» Excerpt to read:

━━━━

Purpose

This document describes how to interact with the Box.com API. This enables users to automate file uploading, downloading, and sharing.

Prerequisites

  • You must have a PSU Access ID (e.g., rog1).
  • You must have a Box.com account associated with your PSU ID.

Installation

Package dependencies

We’ll use the boxr package.

if (!require(boxr)){
  install.packages("boxr")
}
## Loading required package: boxr
if (!require("openssl")){
  install.packages("openssl")
}
## Loading required package: openssl

Create app on Box.com

You’ll need to create an app on Box.com for your scripts to interact with. Visit https://psu.app.box.com/developers/console. If you are not already logged in to Box.com, you’ll be asked to login and provide your two-factor authentication credentials.

From the Box Developers My Apps console, press the Create New App Button.

knitr::include_graphics("img/box-app-new.png")

Select Custom App as the application type.

knitr::include_graphics("img/box-custom-app.png")

Press the Next button to proceed.

Choose the method of Authentication. For our purposes here, I recommend using Standard OAuth 2.0 (User Authentication).

knitr::include_graphics("img/box-oath.png")

Press “Next” to proceed.

Name your app.

knitr::include_graphics("img/box-name-app.png")

Press Create App. If you get the “Woot! Your app has been created” screen, you can do the computer happy dance if you like. Otherwise, continue. Press the “View Your App” button.

You app’s configuration page will open. Scroll down to the “OAuth 2.0 Credentials” section.

knitr::include_graphics("img/box-edit-oauth-cred.png")

Don’t edit these. Note: Your credentials will differ from mine.

━━━━

» Data records:
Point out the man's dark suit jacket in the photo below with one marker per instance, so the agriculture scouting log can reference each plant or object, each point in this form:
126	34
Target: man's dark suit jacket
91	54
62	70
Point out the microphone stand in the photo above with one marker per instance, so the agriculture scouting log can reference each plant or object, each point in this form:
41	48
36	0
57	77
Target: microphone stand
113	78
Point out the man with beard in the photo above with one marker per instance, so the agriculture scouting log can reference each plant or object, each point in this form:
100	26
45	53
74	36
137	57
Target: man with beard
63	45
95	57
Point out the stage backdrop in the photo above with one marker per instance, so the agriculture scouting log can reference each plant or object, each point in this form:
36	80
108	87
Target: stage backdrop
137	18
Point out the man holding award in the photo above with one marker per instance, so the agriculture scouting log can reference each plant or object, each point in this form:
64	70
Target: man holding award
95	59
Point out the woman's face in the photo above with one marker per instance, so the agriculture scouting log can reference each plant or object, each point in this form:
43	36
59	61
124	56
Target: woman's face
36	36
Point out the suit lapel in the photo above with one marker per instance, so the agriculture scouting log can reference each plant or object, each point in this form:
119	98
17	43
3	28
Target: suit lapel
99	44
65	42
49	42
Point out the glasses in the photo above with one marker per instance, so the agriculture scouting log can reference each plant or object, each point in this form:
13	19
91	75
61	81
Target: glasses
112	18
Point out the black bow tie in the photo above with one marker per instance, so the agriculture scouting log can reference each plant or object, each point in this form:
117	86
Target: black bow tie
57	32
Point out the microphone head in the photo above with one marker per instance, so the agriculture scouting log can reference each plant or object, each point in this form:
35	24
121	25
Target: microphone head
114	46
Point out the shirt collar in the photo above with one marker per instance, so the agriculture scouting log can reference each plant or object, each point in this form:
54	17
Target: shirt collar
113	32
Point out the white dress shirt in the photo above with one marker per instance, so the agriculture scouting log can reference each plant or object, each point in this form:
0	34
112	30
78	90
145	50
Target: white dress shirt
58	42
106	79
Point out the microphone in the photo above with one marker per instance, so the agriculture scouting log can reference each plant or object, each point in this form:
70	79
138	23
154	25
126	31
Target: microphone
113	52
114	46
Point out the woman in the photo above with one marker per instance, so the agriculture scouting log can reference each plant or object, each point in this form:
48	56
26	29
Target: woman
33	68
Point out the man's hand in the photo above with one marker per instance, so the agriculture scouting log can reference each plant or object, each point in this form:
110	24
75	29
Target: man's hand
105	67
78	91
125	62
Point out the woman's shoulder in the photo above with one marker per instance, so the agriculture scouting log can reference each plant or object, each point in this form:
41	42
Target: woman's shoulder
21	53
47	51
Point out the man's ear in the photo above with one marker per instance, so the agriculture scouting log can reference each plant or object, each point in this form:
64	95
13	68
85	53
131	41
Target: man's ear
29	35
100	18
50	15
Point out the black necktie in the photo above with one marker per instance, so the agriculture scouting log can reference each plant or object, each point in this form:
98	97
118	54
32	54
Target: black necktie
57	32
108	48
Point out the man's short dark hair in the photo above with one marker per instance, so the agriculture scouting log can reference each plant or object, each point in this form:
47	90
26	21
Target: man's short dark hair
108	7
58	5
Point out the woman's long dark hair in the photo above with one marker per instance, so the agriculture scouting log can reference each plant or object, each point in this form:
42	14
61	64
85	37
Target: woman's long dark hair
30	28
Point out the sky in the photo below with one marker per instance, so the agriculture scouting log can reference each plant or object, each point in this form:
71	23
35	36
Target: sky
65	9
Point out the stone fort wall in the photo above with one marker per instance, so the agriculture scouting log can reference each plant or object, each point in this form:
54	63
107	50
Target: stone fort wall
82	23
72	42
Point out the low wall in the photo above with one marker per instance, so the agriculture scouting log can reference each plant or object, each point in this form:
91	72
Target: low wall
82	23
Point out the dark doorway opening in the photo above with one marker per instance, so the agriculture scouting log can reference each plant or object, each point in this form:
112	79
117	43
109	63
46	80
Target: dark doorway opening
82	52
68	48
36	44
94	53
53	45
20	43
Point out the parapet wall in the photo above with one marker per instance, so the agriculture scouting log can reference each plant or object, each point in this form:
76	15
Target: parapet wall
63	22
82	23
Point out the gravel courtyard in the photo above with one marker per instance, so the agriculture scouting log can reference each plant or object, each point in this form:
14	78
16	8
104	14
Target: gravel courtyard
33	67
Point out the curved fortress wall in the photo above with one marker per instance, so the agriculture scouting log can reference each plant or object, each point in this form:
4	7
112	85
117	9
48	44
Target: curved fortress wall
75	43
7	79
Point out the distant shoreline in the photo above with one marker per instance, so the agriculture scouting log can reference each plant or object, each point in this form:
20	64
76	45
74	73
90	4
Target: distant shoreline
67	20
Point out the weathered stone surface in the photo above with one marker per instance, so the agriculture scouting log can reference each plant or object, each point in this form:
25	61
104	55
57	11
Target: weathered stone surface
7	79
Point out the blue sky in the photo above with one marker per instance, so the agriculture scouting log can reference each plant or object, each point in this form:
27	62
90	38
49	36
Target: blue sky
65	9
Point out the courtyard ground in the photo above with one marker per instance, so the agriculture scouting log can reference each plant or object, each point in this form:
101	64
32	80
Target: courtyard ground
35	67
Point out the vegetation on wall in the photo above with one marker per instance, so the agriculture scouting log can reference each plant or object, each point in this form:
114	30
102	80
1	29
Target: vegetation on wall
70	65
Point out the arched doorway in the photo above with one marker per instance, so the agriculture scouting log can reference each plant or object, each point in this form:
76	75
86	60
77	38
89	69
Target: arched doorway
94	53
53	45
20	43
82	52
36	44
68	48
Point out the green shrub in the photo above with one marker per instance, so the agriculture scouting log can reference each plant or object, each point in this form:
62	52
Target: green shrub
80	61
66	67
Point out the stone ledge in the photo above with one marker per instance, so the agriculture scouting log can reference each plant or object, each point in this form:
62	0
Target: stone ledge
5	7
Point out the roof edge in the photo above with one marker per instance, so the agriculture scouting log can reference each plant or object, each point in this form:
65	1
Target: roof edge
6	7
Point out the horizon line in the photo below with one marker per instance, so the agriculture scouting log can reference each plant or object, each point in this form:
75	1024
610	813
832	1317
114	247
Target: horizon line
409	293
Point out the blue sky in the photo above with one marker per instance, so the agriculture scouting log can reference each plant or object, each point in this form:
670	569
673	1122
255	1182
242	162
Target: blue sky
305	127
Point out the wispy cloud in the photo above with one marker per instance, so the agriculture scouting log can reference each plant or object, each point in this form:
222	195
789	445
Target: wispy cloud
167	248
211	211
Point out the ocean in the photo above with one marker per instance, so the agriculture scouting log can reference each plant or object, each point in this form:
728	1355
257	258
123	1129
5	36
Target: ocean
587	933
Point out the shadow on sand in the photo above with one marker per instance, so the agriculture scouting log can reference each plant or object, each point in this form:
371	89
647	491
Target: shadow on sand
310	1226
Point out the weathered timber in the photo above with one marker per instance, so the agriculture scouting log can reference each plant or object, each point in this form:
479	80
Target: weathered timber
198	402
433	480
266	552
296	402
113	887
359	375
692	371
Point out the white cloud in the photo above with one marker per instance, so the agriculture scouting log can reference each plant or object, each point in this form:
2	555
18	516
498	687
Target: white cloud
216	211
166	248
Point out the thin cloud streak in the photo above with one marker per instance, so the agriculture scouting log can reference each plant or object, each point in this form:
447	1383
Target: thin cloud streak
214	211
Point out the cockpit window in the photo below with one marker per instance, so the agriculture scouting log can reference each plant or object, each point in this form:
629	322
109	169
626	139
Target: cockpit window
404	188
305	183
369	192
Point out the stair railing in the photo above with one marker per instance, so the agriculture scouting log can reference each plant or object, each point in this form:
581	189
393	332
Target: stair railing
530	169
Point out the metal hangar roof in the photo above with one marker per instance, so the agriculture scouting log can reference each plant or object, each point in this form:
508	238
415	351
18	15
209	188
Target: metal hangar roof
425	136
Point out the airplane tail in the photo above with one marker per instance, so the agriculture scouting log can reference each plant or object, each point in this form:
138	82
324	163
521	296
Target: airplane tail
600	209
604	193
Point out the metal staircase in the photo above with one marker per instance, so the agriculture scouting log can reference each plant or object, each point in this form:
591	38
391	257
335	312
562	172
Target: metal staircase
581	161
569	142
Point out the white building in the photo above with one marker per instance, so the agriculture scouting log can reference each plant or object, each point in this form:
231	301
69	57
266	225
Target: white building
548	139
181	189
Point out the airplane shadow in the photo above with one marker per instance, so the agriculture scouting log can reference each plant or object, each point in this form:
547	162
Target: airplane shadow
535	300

━━━━

Could you resume the Box.com API guide from the point where it stops? The records have nothing to do with the Box.com API guide.

Change OAuth redirect

Scroll down a bit further to the ‘OAuth 2.0 Redirect URI’ panel. Edit the ‘Redirect URI’ to http://localhost:8080. This will force your script to launch a login window for Box when you try to authenticate. If you don’t change this field, your app will not work.

Hit the ‘Save Changes’ button.

Scroll back up to the ‘OAuth 2.0 Credentials’ section again.

Set-up credentials in R

Type the following command template into your R console, but do not hit enter yet:

boxr::box_auth(client_id="", client_secret = "")

From your Box.com app configuration page, copy the Client ID field and paste it between the quotation marks in client_id="". Then, copy the Client Secret and paste it between the quotation marks in client_secret="" above.

Test authentication from R

Now press enter at the R console to execute the boxr::box_auth() command. You should see a login window like the following:

knitr::include_graphics("img/box-grant-access.png")

Press the “Grant Access to Box” button, and close the browser window with the “Authentication complete. Please close this page and return to R.” message.

Store credentials (optional)

If you want to use R to access Box in the future, you may wish to follow the instructions that appear in the R console to save these credentials in your .Renviron file.

  • Open your .Renviron file via usethis::edit_r_environ().
  • Paste the BOX_CLIENT_ID and BOX_CLIENT_SECRET lines into the file.
  • Save the file.
  • Restart R (Session/Restart R).

Note: Your .Renviron file should live in your user’s root/home directory and thus not be part of a repo you are using for version control. However, make absolutely sure that you add .Renviron to your .gitignore file or else you could inadvertently share your credentials with the world.

Here is a screenshot from the .gitignore file for the class repo. Note that the boxr app added its own hidden folder ~/.boxr-oauth to the list of files to ignore. I added my root .Renviron file (~/.Renviron) and my local (to this project/repo) .Renviron file just to make absolutely sure I don’t leak credentials.

knitr::include_graphics("img/box-r-security.png")

Test the connection to Box

Let’s interact with Box!

Authenticate

boxr::box_auth()
## Using `BOX_CLIENT_ID` from environment
## Using `BOX_CLIENT_SECRET` from environment
## boxr: Authenticated using OAuth2 as Rick Gilmore (rog1@psu.edu, id: 196373178)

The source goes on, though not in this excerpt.